▸ Work to complete
In the answer, each line of the listing should appear again unchanged.

▸ Excerpted data

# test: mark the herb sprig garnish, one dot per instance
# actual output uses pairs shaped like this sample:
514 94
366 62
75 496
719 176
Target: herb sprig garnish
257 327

▸ Response to the task
# test: mark the herb sprig garnish, one dot per instance
# actual output uses pairs shaped like this sample:
514 94
366 62
75 496
719 176
Target: herb sprig garnish
257 327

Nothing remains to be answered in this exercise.